- [Excerpted passage]:

────────────────────

Rain, followed by meteor shower
The rain showers we're watching out the window here should wind up sometime after lunch today. And with any luck, the skies will clear out enough this evening to give us a shot at seeing one of the year's best meteor showers.
UPDATE AT 9:00 P.M.: Unless we get fogged out. Not looking too promising out there. We have dense fog advisories throughout the area. Earlier...
We've recorded just 0.08 inch of rain at The Sun's weather station at Calvert & Centre streets. The rain began here between 7 and 8 a.m., and forecasters say it should end by 2 p.m. If we get a tenth of an inch, we'll still be an inch short of normal rain fall for this point in December.
All this moisture is piled up ahead of a frontal boundary - hard to call it a "cold" front because the air behind it is not much cooler. You can look at the jet stream map on The Sun's Weather Page today and it's clear that our weather is "zonal" - that is, tracking straight across the continent at the moment, west to east. No infusions of cold arctic air this week. In fact, when the front goes by, we'll find ourselves in a high-pressure system, with sunshine and highs in the 50s to nearly 60 degrees for the balance of the week. That's about 10 degrees above normal for this time of year at BWI.
Now, if we can get this drier air in here quickly, and blow out the clouds, we may have a shot at seeing the Geminid meteor shower, which peaks tonight.
The annual Geminid shower can produce as many as 120 "shooting stars" an hour for observers in very dark locations. They’re associated with dust from asteroid 3200 Phaethon, which may actually be an extinct comet. The Geminids streak into the atmosphere at 22 miles per second. Partly cloudy skies are forecast. The waning last-quarter moon won’t rise until 1:30 a.m., so the best time to look will be between 8 p.m. and 1 a.m. this evening.
Look east, toward a pair of bright stars above the eastern horizon. They're Castor and Pollux, the twins of the constellation Gemini, from which this shower takes its name. The Geminid meteors will appear to radiate from Gemini, streaking outward to others parts of the sky.

────────────────────

- [Material supplied]:
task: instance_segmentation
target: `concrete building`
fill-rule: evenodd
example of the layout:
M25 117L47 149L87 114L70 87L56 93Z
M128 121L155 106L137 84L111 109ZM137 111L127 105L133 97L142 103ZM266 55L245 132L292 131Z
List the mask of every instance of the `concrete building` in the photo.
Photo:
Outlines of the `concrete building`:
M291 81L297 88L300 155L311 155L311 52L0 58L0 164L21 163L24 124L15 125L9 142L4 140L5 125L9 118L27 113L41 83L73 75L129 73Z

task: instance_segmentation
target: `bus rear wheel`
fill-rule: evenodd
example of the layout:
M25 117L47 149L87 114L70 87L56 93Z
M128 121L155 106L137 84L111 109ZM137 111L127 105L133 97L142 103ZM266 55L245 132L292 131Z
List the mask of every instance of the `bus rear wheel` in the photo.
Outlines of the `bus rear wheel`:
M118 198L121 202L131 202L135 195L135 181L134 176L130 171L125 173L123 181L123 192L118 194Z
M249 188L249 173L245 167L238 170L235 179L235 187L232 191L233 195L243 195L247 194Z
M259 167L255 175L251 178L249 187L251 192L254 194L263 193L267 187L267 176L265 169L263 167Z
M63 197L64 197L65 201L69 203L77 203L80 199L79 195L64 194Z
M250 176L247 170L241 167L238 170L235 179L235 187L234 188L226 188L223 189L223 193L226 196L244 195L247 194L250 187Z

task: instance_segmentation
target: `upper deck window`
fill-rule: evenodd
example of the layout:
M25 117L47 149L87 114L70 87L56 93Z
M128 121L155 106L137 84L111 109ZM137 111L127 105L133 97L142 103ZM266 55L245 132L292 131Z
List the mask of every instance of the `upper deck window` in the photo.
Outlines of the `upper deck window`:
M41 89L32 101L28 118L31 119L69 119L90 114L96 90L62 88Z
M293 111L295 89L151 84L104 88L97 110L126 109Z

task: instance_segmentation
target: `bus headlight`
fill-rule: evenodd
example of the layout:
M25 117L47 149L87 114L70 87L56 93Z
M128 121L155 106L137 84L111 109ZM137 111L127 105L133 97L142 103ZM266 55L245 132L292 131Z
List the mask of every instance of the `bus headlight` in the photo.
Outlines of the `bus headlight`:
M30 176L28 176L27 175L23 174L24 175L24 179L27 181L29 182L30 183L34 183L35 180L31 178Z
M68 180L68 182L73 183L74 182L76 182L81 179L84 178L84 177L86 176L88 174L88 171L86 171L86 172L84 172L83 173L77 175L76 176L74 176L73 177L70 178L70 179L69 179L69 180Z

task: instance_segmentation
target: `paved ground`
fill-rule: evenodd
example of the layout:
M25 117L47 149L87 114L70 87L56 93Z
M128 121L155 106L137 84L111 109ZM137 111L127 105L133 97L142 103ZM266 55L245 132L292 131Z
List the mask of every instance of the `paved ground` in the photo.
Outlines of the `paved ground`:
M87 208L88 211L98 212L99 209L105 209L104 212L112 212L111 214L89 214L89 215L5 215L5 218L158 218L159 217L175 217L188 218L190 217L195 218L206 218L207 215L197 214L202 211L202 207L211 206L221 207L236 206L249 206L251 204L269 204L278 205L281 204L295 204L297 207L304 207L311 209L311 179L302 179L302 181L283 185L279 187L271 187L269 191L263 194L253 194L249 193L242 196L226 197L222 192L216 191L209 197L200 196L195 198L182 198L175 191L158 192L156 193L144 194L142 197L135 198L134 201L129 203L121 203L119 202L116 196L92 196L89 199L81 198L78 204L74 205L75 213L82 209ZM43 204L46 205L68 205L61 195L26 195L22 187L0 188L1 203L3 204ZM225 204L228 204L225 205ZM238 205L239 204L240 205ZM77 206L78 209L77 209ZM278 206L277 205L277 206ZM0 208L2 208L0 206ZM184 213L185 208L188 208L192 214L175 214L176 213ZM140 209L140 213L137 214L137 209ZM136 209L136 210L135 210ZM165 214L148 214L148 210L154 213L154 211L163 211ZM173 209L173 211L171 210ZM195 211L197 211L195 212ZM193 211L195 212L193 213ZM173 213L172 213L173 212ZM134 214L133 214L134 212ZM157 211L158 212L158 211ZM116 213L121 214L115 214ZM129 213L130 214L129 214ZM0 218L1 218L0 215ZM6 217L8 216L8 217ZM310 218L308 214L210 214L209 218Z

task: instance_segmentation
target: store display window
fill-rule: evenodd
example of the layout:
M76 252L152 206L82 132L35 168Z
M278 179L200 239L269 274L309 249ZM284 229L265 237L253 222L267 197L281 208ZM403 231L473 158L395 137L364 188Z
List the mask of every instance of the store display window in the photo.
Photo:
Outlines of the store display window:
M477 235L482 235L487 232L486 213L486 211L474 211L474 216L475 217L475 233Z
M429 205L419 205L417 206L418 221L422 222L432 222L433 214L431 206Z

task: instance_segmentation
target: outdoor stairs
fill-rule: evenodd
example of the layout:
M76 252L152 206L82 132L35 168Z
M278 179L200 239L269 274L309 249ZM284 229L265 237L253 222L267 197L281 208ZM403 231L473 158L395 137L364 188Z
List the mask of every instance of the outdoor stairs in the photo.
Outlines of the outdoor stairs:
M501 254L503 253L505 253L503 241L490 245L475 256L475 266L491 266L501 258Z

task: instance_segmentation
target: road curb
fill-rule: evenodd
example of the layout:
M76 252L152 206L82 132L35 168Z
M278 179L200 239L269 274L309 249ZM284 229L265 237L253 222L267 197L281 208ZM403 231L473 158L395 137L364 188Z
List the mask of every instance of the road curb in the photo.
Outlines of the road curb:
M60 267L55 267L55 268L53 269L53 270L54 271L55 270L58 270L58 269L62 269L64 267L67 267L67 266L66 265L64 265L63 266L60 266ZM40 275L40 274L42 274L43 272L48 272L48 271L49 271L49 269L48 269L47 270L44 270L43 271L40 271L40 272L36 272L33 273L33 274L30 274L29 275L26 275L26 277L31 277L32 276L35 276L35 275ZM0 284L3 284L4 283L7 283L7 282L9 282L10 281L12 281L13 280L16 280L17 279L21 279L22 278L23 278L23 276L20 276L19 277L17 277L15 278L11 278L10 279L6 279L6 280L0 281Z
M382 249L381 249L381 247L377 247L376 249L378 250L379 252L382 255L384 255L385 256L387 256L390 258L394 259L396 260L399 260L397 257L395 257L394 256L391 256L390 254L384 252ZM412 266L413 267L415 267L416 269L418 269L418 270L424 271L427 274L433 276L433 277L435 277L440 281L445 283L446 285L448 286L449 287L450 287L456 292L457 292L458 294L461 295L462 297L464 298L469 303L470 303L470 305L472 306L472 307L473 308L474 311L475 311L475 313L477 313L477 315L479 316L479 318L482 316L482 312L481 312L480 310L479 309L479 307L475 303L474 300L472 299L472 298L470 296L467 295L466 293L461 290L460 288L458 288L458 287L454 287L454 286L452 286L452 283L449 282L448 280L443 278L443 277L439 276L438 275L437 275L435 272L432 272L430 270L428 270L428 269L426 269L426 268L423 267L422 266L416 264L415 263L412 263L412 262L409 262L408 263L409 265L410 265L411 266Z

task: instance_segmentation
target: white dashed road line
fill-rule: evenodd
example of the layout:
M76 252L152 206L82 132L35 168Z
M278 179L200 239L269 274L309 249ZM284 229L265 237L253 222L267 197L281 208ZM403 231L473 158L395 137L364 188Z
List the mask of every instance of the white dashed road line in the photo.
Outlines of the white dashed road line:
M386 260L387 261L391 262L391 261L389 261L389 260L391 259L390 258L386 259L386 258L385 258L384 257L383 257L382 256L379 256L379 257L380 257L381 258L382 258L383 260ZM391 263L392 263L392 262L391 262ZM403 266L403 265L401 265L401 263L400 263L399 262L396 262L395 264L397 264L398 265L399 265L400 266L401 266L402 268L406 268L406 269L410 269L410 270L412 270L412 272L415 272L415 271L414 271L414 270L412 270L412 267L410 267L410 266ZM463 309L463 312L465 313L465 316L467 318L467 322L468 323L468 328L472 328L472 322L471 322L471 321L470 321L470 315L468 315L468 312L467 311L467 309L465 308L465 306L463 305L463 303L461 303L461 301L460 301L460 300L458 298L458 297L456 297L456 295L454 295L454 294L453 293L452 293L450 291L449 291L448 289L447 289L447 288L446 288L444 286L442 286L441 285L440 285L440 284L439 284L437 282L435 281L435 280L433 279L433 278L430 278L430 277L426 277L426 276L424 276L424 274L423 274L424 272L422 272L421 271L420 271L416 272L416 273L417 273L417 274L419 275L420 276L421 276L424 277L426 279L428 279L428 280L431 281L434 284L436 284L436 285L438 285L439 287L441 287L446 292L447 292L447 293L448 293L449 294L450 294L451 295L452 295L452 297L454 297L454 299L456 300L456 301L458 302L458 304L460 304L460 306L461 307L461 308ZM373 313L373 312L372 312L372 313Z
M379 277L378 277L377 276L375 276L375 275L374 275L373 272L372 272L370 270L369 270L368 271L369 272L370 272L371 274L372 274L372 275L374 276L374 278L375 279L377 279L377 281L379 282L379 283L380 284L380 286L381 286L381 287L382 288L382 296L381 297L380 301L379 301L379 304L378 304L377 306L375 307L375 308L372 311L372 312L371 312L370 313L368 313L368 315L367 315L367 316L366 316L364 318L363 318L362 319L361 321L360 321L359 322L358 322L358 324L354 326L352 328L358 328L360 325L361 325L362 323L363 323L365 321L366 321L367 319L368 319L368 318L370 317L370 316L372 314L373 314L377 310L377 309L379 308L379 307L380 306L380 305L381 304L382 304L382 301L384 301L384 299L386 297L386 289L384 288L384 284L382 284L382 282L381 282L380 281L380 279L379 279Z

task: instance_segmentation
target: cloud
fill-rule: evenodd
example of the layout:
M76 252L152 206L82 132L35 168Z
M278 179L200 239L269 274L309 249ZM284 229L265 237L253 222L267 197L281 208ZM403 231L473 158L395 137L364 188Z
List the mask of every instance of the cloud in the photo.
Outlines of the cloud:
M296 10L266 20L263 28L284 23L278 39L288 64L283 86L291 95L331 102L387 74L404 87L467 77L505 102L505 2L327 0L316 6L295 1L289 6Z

────────────────────

- [Exercise objective]:
Quote word for word the part of the rain and meteor shower post that begins at the words "Rain, followed by" and stops after "best meteor showers.".

- [Response to the task]:
Rain, followed by meteor shower
The rain showers we're watching out the window here should wind up sometime after lunch today. And with any luck, the skies will clear out enough this evening to give us a shot at seeing one of the year's best meteor showers.